Text passage:
....

President’s Message TOM WILDSMITH
Talkin’ ’bout My Generation
I LOVE MY GENERATION. It’s vibrant, creative, and colorful. We were born at an exciting time, and have
seen remarkable advances in technology. Our generation transformed both popular culture and politics. Now
we’re challenging the nation yet again—and this time it’s not because of our youthful idealism. No, this time
it’s because there are so many of us, and we’re getting old.
We’re also living longer, and we’ve had fewer
children than our parents did. Recently, it seems
as if the post-war economic boom that our parents enjoyed has disappeared forever. Taken
together, these demographic and economic trends
are creating a cluster of related challenges affecting every aspect of our society—and every area of
The development of social insurance programs designed to protect seniors from poverty
is one of the outstanding political achievements
of the 20th century. Social Security and Medicare
have changed what it means to be old in our society, and millions of Americans depend on these
programs. But the aging of our population places increasing burdens on these programs.

....

To do:
**1.** In the president's message about an aging generation, which two social insurance programs have changed what it means to be old?
**2.** Carry on the president's message about an aging generation from where it stops.

Dataset content:
....

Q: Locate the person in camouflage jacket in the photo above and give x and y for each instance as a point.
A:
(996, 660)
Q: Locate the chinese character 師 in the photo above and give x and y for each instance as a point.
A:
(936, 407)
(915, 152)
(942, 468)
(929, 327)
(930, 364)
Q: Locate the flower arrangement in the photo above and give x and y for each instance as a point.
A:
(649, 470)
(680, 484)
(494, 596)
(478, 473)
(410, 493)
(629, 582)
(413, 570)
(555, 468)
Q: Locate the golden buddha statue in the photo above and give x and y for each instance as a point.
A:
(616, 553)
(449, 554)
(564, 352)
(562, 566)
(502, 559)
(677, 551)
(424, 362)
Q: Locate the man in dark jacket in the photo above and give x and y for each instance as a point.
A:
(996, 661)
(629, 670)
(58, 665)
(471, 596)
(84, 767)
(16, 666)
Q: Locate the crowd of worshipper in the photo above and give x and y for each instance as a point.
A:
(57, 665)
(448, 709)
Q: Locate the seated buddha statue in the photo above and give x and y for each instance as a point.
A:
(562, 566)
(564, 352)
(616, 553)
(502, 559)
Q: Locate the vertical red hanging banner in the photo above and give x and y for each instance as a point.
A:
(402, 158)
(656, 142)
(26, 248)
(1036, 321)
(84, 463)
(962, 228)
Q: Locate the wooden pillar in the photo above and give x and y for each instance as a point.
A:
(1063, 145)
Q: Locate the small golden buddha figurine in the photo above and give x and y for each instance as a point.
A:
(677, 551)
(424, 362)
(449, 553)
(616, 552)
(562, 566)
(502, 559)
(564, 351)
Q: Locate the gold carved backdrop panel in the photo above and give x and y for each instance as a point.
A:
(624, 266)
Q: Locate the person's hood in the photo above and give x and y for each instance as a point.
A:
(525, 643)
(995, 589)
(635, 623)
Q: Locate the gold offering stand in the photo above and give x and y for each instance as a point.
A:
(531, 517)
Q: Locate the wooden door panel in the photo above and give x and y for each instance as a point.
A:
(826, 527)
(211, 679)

....

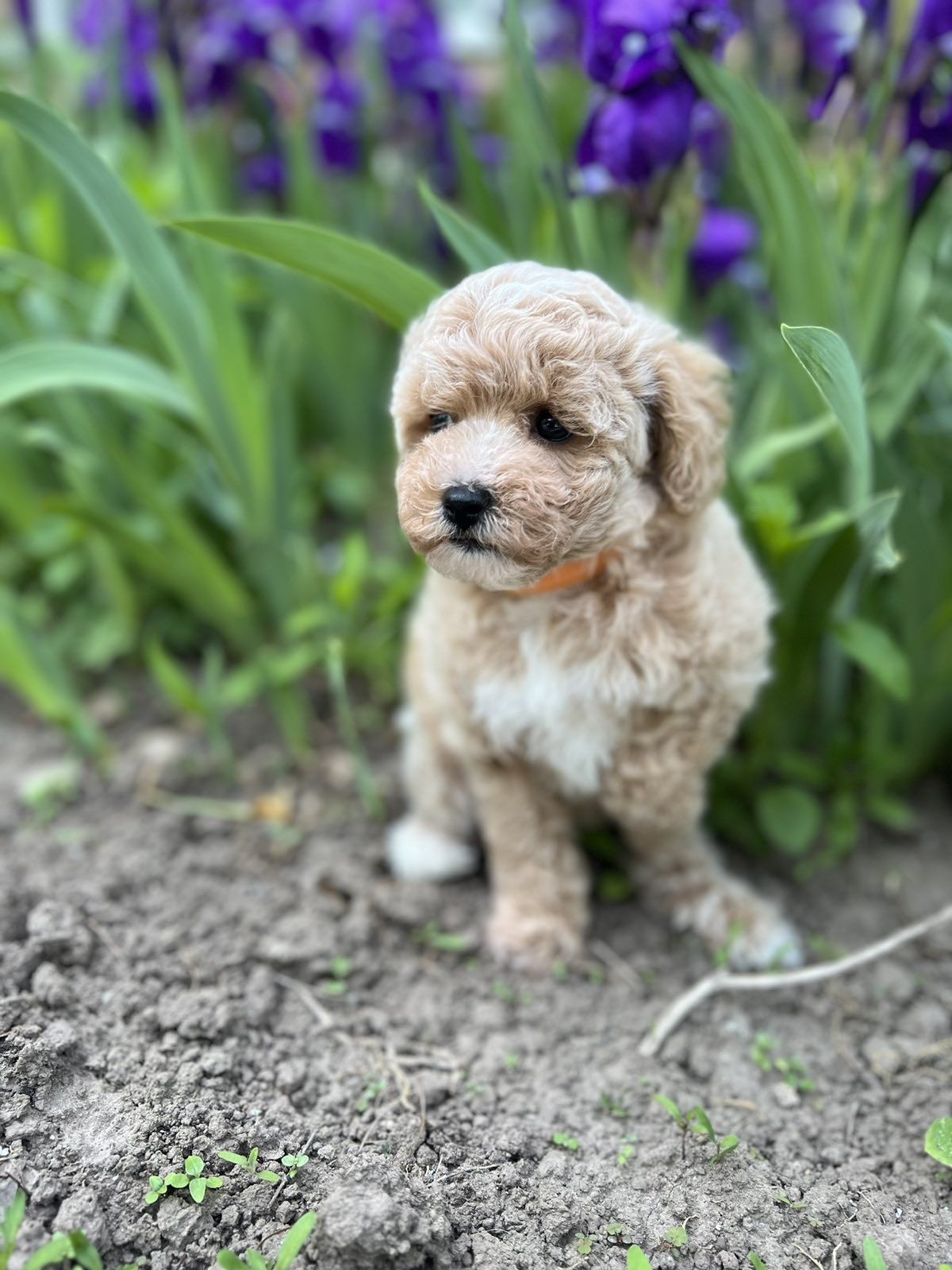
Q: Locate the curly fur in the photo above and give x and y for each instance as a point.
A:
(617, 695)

....

Response list:
**1.** Social Security and Medicare.

**2.**
Far too many of us are unprepared for retirement. Stagnant
wages have limited our ability to save. Low interest rates and
investment losses have kept what we have saved from growing
the way we might have hoped. Many of us face the very real
possibility of outliving our income. At the same time, economic
and demographic changes have placed increasing pressures on
both public and private pension programs.
We have seen revolutionary advances in medicine, and more
are on the horizon. Modern medicine offers not just longer lives,
but longer healthy lives. My family and I have benefited personally from some of these advances. Medicare has ensured that
virtually all older Americans have access to basic health insurance—but due to limitations in the traditional Medicare benefit
structure, most seniors need some form of supplemental coverage, either through a Medicare Advantage plan or a Medicare
Supplement policy. As medical science advances, costs have
risen as well.
Retirement can be a time of growth, exploration, and ac-
tivity. But when physical or mental limitations intervene, we
may need help with the day-to-day activities of life. This help
goes beyond medical services—the diagnosis and treatment of
disease—to a basic need for someone to take care
of us when we can no longer care for ourselves.
The safety net provided by Medicaid is limited,
and very few of us have any form of private long-
term care insurance.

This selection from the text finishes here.